(Work to be completed): From the line containing "Could you point out every instance of the framed" down to the last line of the material, return those lines verbatim and only those.
--- START OF Provided material ---
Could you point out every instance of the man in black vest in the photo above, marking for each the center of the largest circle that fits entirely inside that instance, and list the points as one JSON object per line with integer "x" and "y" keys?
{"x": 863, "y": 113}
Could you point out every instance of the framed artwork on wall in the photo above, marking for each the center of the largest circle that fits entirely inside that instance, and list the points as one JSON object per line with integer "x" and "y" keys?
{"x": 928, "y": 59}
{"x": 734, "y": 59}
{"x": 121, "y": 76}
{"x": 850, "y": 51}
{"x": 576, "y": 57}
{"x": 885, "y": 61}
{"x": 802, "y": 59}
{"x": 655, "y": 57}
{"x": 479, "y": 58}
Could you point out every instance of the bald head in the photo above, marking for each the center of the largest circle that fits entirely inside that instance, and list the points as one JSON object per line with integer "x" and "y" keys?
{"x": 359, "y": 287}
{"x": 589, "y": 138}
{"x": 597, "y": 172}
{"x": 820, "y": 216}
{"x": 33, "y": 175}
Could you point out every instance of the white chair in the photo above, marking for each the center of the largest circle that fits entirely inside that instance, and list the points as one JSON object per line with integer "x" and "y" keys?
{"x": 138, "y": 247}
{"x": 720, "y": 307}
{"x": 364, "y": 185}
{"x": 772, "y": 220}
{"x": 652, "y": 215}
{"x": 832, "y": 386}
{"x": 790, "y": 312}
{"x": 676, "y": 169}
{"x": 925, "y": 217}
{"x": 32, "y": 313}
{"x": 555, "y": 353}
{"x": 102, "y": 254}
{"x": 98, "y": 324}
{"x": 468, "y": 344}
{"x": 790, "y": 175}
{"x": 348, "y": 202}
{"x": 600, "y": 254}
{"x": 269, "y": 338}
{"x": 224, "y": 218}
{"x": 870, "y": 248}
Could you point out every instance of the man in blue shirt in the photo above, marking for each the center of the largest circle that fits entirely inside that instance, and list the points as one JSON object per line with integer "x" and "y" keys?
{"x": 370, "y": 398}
--- END OF Provided material ---
(Response for this exercise):
Could you point out every instance of the framed artwork on wall in the photo above, marking for each the center of the largest circle that fits entirely inside that instance, and list the points as one JSON object per line with integer "x" and "y" keys?
{"x": 928, "y": 59}
{"x": 734, "y": 59}
{"x": 121, "y": 76}
{"x": 850, "y": 51}
{"x": 576, "y": 57}
{"x": 885, "y": 61}
{"x": 802, "y": 59}
{"x": 655, "y": 57}
{"x": 479, "y": 58}
Could you point out every instance of the bald head in the photo above, marking for each the center of the largest circle that fits entirely inside that instance, and list the points as one JSON object per line with integer "x" and "y" keys?
{"x": 359, "y": 287}
{"x": 589, "y": 138}
{"x": 597, "y": 172}
{"x": 820, "y": 216}
{"x": 33, "y": 175}
Could you point out every instance of the white chair in the photo above, marking for each the center of the largest circle that fits entirely inside that instance, and list the points as one JSON object per line with integer "x" and "y" keys?
{"x": 138, "y": 247}
{"x": 720, "y": 307}
{"x": 364, "y": 185}
{"x": 772, "y": 220}
{"x": 652, "y": 215}
{"x": 832, "y": 386}
{"x": 790, "y": 312}
{"x": 676, "y": 169}
{"x": 925, "y": 217}
{"x": 32, "y": 313}
{"x": 555, "y": 353}
{"x": 102, "y": 254}
{"x": 98, "y": 324}
{"x": 468, "y": 344}
{"x": 790, "y": 175}
{"x": 348, "y": 202}
{"x": 600, "y": 254}
{"x": 269, "y": 338}
{"x": 224, "y": 218}
{"x": 870, "y": 248}
Could you point out every instance of the man in blue shirt in the photo above, marking for each the center of the largest circle that fits entirely inside that instance, and list the points as one JSON object per line with integer "x" and "y" keys?
{"x": 370, "y": 398}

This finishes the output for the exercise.